WRITTEN INSTRUCTION
Quote the data below in full, please, without altering anything.

Coordinate labeling data:
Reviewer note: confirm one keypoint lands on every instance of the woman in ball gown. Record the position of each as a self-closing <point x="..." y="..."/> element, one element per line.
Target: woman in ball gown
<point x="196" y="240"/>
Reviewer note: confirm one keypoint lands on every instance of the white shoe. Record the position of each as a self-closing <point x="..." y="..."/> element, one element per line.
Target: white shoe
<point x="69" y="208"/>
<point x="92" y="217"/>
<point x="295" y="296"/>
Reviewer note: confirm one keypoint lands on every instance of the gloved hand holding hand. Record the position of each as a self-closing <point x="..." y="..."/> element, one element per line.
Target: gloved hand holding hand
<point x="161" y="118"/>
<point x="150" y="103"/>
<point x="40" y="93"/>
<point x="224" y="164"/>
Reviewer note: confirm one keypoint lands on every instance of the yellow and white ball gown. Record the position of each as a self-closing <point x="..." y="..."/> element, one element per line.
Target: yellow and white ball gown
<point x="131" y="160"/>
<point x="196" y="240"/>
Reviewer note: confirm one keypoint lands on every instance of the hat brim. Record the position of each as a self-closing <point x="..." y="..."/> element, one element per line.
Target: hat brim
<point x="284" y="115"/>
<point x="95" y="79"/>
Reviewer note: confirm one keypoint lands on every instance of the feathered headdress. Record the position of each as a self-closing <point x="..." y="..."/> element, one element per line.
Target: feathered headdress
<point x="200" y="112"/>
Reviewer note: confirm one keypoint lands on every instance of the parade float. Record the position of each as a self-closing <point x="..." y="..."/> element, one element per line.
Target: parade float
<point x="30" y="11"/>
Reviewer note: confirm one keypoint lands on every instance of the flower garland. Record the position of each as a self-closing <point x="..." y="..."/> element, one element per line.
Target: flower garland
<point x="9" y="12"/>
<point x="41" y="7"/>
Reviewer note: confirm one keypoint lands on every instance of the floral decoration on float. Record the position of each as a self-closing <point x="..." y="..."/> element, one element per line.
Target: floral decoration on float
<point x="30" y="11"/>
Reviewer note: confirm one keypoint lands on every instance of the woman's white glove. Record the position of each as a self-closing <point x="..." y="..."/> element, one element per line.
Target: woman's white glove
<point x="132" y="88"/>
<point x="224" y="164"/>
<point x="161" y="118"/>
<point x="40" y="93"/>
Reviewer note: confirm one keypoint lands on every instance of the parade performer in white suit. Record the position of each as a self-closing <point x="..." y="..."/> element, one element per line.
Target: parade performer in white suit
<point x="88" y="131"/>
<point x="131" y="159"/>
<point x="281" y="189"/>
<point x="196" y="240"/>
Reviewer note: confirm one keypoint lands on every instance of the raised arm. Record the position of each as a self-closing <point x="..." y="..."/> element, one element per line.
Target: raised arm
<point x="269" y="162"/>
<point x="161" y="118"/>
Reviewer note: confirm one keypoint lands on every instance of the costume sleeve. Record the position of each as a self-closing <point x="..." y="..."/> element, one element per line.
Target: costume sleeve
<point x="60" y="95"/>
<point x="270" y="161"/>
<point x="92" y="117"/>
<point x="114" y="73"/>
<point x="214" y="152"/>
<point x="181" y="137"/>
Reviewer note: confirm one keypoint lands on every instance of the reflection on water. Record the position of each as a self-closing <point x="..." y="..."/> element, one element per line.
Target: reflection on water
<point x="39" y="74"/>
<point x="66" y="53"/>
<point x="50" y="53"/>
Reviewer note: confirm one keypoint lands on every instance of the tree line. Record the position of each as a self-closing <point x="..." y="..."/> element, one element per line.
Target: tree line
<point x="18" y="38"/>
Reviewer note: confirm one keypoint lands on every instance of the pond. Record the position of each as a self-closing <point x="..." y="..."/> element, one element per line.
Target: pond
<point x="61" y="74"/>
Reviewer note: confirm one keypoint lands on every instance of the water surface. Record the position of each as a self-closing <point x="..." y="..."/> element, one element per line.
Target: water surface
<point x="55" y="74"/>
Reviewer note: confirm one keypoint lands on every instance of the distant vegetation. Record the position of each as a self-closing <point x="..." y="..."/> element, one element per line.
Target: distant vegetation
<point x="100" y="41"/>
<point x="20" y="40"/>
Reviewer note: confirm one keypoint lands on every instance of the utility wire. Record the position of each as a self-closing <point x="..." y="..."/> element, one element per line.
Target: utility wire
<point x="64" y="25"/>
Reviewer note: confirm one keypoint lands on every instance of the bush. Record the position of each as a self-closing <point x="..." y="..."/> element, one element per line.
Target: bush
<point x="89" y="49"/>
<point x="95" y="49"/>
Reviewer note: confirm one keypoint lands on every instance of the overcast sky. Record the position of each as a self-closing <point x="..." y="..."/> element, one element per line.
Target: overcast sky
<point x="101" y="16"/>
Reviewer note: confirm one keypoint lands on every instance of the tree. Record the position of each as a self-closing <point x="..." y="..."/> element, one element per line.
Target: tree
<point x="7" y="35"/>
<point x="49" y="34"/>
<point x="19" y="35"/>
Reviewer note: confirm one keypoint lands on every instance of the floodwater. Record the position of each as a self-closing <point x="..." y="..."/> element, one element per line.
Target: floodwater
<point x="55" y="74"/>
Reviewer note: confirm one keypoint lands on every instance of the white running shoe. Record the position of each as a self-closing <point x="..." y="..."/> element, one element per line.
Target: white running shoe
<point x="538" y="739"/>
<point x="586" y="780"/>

WORKED SOLUTION
Reviewer note: confirm one keypoint lands on every instance of the woman in ball gown. Record the position of each as a self-closing <point x="..." y="..."/> element, one element per line.
Target: woman in ball gown
<point x="196" y="240"/>
Reviewer note: confirm one keypoint lands on every instance of the white shoe. Record the position of each as a self-closing <point x="..." y="..."/> element, one element per line.
Target: white shoe
<point x="69" y="208"/>
<point x="92" y="217"/>
<point x="295" y="296"/>
Reviewer note: confirm one keypoint lands on every instance of the gloved hand holding hand. Record the position of each as a self-closing <point x="..." y="..."/> element, one element per line.
Target: gloved hand holding hand
<point x="161" y="118"/>
<point x="150" y="103"/>
<point x="40" y="93"/>
<point x="224" y="164"/>
Reviewer note: confirm one keypoint lands on every instance of the yellow and white ball gown. Record the position of each as a self-closing <point x="..." y="..."/> element, one element per line.
Target: yellow and white ball gown
<point x="131" y="160"/>
<point x="196" y="240"/>
Reviewer note: confirm one keypoint lands on every instance of the hat brim. Record the position of each as a self-closing <point x="..." y="..."/> element, one element per line.
Target: hat brim
<point x="284" y="115"/>
<point x="95" y="79"/>
Reviewer note: confirm one keypoint lands on every instance of the feathered headdress. Record the position of each as a self-closing <point x="..." y="..."/> element, one element per line.
Target: feathered headdress
<point x="200" y="112"/>
Reviewer note: confirm one keypoint lands on every instance of the parade float. Record the position of each as a self-closing <point x="..." y="..."/> element, one element per line.
Target: parade float
<point x="30" y="11"/>
Reviewer note: confirm one keypoint lands on every instance of the flower garland. Record the position of each as a self-closing <point x="..." y="..."/> element, one element per line.
Target: flower garland
<point x="9" y="12"/>
<point x="41" y="7"/>
Reviewer note: confirm one keypoint lands on every instance of the floral decoration on float. Record the position of each as a self-closing <point x="..." y="..."/> element, one element per line.
Target: floral decoration on float
<point x="30" y="11"/>
Reviewer note: confirm one keypoint lands on every instance of the woman's white glove. Record the position of each as a self-closing <point x="..." y="..."/> element, one element per line.
Target: woman's white glove
<point x="132" y="88"/>
<point x="224" y="164"/>
<point x="161" y="118"/>
<point x="40" y="93"/>
Reviewer note: confirm one keypoint lands on every instance of the parade performer in white suit. Record the position of each as a self-closing <point x="..." y="..."/> element, one element per line.
Target: parade performer in white suit
<point x="88" y="131"/>
<point x="131" y="159"/>
<point x="281" y="189"/>
<point x="196" y="240"/>
Reviewer note: confirm one keypoint lands on every instance of the raised arm. Record the position of each as a self-closing <point x="..." y="..."/> element, one element per line.
Target: raised arm
<point x="269" y="162"/>
<point x="161" y="118"/>
Reviewer note: confirm one keypoint lands on every instance of the costume sleeve. Record the position of each as a self-closing <point x="..." y="..."/> element, one element per line.
Target: costume sleeve
<point x="60" y="95"/>
<point x="270" y="161"/>
<point x="92" y="117"/>
<point x="114" y="73"/>
<point x="214" y="152"/>
<point x="181" y="137"/>
Reviewer note: confirm one keypoint lands on every instance of the reflection on water. Record the position of each as a self-closing <point x="..." y="..."/> element, one element per line.
Target: reflection on water
<point x="39" y="74"/>
<point x="66" y="53"/>
<point x="50" y="53"/>
Reviewer note: confirm one keypoint lands on every instance of the tree line. Record the position of each as a self-closing <point x="..." y="..."/> element, one element per line.
Target: tree line
<point x="18" y="38"/>
Reviewer note: confirm one keypoint lands on every instance of the pond. Record the position of each as a self-closing <point x="..." y="..."/> element, one element per line.
Target: pond
<point x="61" y="74"/>
Reviewer note: confirm one keypoint lands on every instance of the water surface. Record the position of each as a self-closing <point x="..." y="..."/> element, one element per line.
Target: water surface
<point x="55" y="74"/>
Reviewer note: confirm one keypoint lands on every instance of the distant vegetation. Record the position of each as a self-closing <point x="..." y="..."/> element, one element per line.
Target: distant vegetation
<point x="100" y="41"/>
<point x="20" y="40"/>
Reviewer note: confirm one keypoint lands on every instance of the utility wire. Record the position of each as a self-closing <point x="..." y="..."/> element, one element per line.
Target: utility wire
<point x="64" y="25"/>
Reviewer note: confirm one keypoint lands on every instance of the bush. Record the position of each as a self-closing <point x="..." y="..."/> element, one element per line.
Target: bush
<point x="89" y="49"/>
<point x="95" y="49"/>
Reviewer note: confirm one keypoint lands on every instance of the overcast sky. Record the position of each as a self-closing <point x="..." y="..."/> element, one element per line.
Target: overcast sky
<point x="101" y="16"/>
Reviewer note: confirm one keypoint lands on every instance of the tree. Record the position of each as a self-closing <point x="..." y="..."/> element, one element per line.
Target: tree
<point x="7" y="35"/>
<point x="49" y="34"/>
<point x="19" y="35"/>
Reviewer note: confirm one keypoint lands on every instance of the floodwater. Record the position of each as a self-closing <point x="..." y="..."/> element, one element per line.
Target: floodwater
<point x="55" y="74"/>
Reviewer note: confirm one keypoint lands on every instance of the white running shoe. Record the position of each as a self-closing <point x="..." y="..."/> element, one element per line.
Target: white running shoe
<point x="538" y="739"/>
<point x="586" y="780"/>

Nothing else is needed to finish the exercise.